── STORED ROWS ──

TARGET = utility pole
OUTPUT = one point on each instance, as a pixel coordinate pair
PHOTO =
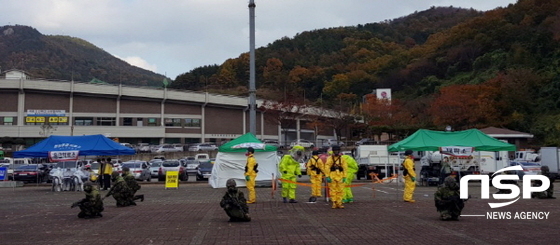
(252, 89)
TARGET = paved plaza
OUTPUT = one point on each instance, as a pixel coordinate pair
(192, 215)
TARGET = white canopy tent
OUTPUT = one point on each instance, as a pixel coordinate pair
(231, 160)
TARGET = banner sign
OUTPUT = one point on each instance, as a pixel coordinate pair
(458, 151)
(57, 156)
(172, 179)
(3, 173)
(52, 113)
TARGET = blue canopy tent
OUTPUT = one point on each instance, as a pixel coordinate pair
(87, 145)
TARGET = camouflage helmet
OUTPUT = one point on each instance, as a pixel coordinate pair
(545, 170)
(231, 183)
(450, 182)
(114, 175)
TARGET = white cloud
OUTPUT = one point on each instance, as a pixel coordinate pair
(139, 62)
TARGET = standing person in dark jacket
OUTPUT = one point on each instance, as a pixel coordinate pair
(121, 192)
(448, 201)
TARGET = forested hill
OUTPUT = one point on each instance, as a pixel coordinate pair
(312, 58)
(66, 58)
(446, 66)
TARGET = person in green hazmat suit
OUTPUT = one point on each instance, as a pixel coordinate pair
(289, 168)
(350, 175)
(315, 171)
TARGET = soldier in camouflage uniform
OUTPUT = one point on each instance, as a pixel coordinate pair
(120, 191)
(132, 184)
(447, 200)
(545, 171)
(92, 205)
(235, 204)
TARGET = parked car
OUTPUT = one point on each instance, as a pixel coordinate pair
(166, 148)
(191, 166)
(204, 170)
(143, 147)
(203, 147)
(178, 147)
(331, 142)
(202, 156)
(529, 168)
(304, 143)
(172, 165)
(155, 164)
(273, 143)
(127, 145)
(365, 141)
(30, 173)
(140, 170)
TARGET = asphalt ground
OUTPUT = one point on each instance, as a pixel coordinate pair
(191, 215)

───
── STORED ROWS ──

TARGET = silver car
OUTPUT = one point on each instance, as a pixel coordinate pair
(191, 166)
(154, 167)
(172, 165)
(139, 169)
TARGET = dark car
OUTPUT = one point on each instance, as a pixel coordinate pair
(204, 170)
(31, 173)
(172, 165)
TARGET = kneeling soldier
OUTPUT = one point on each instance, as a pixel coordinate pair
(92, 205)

───
── STORED ROWS ──

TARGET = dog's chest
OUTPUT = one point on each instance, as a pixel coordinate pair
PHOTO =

───

*EXERCISE TASK*:
Copy every line of the material above that contains the word "dark".

*WRITTEN REPLY*:
TARGET = standing person in dark jacket
TARGET = dark car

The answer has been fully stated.